> [ASSIGNED TASK] Leave out all images and set down the records exactly as given.

[[ EXERCISE MATERIAL, beginning ]]

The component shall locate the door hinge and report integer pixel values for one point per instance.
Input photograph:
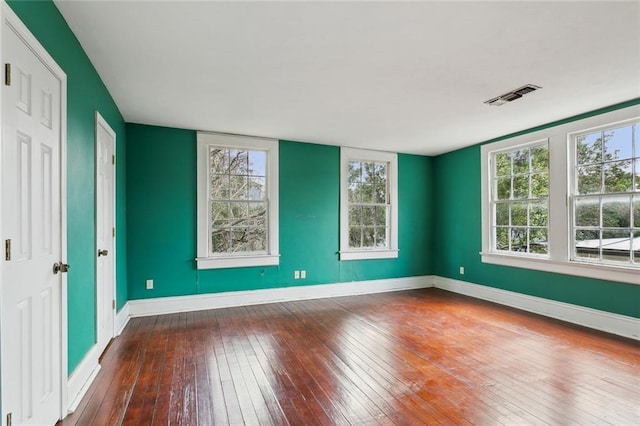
(7, 249)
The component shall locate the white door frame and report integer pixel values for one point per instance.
(101, 122)
(8, 16)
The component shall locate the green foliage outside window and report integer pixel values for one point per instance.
(520, 199)
(237, 200)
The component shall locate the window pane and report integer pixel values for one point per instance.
(521, 187)
(355, 194)
(503, 165)
(519, 214)
(380, 218)
(220, 241)
(618, 143)
(366, 192)
(587, 212)
(217, 160)
(520, 161)
(257, 163)
(257, 188)
(219, 214)
(380, 193)
(504, 188)
(589, 179)
(589, 148)
(380, 174)
(616, 245)
(381, 237)
(519, 239)
(355, 215)
(540, 158)
(238, 162)
(368, 237)
(238, 187)
(502, 238)
(368, 215)
(219, 187)
(588, 244)
(538, 241)
(502, 214)
(257, 240)
(521, 174)
(354, 172)
(540, 185)
(238, 213)
(616, 212)
(258, 214)
(355, 237)
(538, 214)
(618, 176)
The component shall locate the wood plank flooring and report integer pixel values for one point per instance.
(405, 358)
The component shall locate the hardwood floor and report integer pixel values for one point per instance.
(406, 358)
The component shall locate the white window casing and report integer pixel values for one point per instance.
(268, 257)
(560, 242)
(390, 250)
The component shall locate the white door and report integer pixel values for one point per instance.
(105, 231)
(31, 236)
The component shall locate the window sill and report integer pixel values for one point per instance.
(622, 274)
(237, 261)
(368, 254)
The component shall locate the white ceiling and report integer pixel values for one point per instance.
(406, 77)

[[ EXERCISE MATERIAL, end ]]

> [RESULT]
The component shall locate the door hinge and report integer pixel values for one point per instance.
Input photograph:
(7, 249)
The component shall locate the white door frame and report integer pixel values for one point per instance.
(101, 122)
(8, 16)
The component shall locate the green foliage outside window and report integer pixel values for one point per instance.
(520, 199)
(237, 200)
The component shall locate the window pane and report integer pixel values for one point per instance.
(521, 187)
(355, 194)
(503, 165)
(519, 214)
(380, 218)
(220, 241)
(618, 143)
(366, 192)
(587, 212)
(217, 160)
(520, 161)
(257, 163)
(257, 188)
(219, 214)
(380, 193)
(504, 188)
(589, 179)
(589, 148)
(380, 174)
(616, 245)
(381, 237)
(519, 239)
(355, 215)
(540, 158)
(238, 162)
(368, 237)
(238, 187)
(502, 238)
(368, 215)
(219, 187)
(588, 244)
(538, 241)
(502, 214)
(257, 240)
(521, 174)
(354, 172)
(540, 185)
(238, 213)
(616, 212)
(258, 214)
(355, 237)
(538, 214)
(618, 176)
The component shall locate the wood plank flooring and report integer pixel values for one point per instance.
(405, 358)
The component shall locate the hardwood floor and report integer pixel values for one point per instance.
(406, 358)
The component shall locate the white window casing and report integer pixel values for one point per instance.
(268, 257)
(560, 242)
(390, 250)
The component shall locate the white door and report integer pixel values for one point per instance.
(105, 231)
(31, 236)
The component shall locate the window sill and report integer pixel values for one point per instance.
(622, 274)
(237, 261)
(368, 254)
The component shall locate the white ceiling and report integer pixel values for one point per instance.
(406, 77)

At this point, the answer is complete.